GIVEN INSTRUCTION -
Give the lines of the material below as a JSON list of strings, with one string per line and blank lines omitted.

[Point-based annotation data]
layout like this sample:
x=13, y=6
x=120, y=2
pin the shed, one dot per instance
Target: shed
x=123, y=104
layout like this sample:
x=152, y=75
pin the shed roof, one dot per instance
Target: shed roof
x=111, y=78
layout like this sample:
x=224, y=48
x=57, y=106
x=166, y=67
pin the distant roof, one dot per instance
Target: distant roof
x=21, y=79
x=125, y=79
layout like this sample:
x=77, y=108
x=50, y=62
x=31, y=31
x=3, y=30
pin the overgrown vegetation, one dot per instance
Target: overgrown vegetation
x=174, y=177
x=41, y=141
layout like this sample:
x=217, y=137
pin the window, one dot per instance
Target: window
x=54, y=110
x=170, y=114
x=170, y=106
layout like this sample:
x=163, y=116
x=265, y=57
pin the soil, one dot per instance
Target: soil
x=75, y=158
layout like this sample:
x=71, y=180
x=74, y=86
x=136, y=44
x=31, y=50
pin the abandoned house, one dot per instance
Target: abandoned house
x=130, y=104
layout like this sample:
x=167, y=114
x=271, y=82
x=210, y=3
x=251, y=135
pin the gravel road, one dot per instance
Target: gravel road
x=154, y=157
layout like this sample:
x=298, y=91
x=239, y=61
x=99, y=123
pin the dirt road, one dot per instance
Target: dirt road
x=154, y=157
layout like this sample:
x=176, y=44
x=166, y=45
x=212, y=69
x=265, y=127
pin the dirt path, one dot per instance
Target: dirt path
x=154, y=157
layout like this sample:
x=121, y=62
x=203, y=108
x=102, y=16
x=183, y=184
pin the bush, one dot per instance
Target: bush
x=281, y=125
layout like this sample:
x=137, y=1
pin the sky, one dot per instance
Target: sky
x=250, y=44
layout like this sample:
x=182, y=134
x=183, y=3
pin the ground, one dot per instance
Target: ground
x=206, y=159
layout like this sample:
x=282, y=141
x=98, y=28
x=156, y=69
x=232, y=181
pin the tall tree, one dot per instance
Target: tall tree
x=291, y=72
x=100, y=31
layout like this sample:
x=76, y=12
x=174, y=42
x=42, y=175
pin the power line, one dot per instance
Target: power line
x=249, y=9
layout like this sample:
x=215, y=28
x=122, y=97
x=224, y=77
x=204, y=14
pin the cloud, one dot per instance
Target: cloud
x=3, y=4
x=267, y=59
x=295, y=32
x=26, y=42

RESULT BELOW -
[
  "layout like this sample:",
  "x=13, y=6",
  "x=120, y=2",
  "pin the shed, one dot per instance",
  "Target: shed",
  "x=123, y=104",
  "layout like this sample:",
  "x=152, y=75",
  "pin the shed roof, one dot per instance",
  "Target: shed roof",
  "x=111, y=78",
  "layout like this sample:",
  "x=224, y=48",
  "x=57, y=106",
  "x=166, y=67",
  "pin the distant roof, one dot per instance",
  "Target: distant roof",
  "x=21, y=79",
  "x=125, y=79",
  "layout like this sample:",
  "x=77, y=108",
  "x=50, y=62",
  "x=31, y=31",
  "x=3, y=30",
  "pin the overgrown vegetation, one dot per instance",
  "Target: overgrown vegetation",
  "x=174, y=177",
  "x=41, y=141",
  "layout like this sample:",
  "x=217, y=137",
  "pin the window, one dot per instance",
  "Target: window",
  "x=54, y=110",
  "x=170, y=114",
  "x=170, y=106",
  "layout like this sample:",
  "x=163, y=116",
  "x=265, y=57",
  "pin the soil, one dot per instance",
  "Target: soil",
  "x=75, y=158",
  "layout like this sample:",
  "x=71, y=180",
  "x=74, y=86",
  "x=136, y=44",
  "x=31, y=50",
  "pin the abandoned house, one dot per instance",
  "Target: abandoned house",
  "x=130, y=104",
  "layout like this sample:",
  "x=167, y=114",
  "x=271, y=82",
  "x=210, y=3",
  "x=251, y=135",
  "pin the gravel road, one dot per instance",
  "Target: gravel road",
  "x=154, y=157",
  "layout like this sample:",
  "x=298, y=91",
  "x=239, y=61",
  "x=99, y=123",
  "pin the dirt road, one dot per instance",
  "Target: dirt road",
  "x=154, y=157",
  "layout like this sample:",
  "x=176, y=44",
  "x=166, y=45",
  "x=212, y=69",
  "x=265, y=127",
  "pin the dirt path, one dot per instance",
  "Target: dirt path",
  "x=154, y=157",
  "layout like this sample:",
  "x=121, y=62",
  "x=203, y=108",
  "x=102, y=16",
  "x=183, y=184",
  "pin the bush, one dot per instance",
  "Target: bush",
  "x=281, y=125",
  "layout like this sample:",
  "x=137, y=1",
  "pin the sky, one dot per instance",
  "Target: sky",
  "x=250, y=44",
  "layout like this sample:",
  "x=182, y=134",
  "x=183, y=3",
  "pin the ground, one dot per instance",
  "Target: ground",
  "x=206, y=159",
  "layout like this sample:",
  "x=282, y=141",
  "x=98, y=28",
  "x=156, y=69",
  "x=232, y=181",
  "pin the tall tree, one dot per instance",
  "Target: tall tree",
  "x=291, y=72",
  "x=100, y=31",
  "layout like this sample:",
  "x=76, y=12",
  "x=174, y=42",
  "x=42, y=175",
  "pin the power line, one dot per instance",
  "Target: power line",
  "x=249, y=9",
  "layout like this sample:",
  "x=215, y=28",
  "x=122, y=97",
  "x=224, y=77",
  "x=204, y=14",
  "pin the cloud, one dot per instance",
  "Target: cloud",
  "x=3, y=4",
  "x=267, y=59",
  "x=295, y=32",
  "x=26, y=42"
]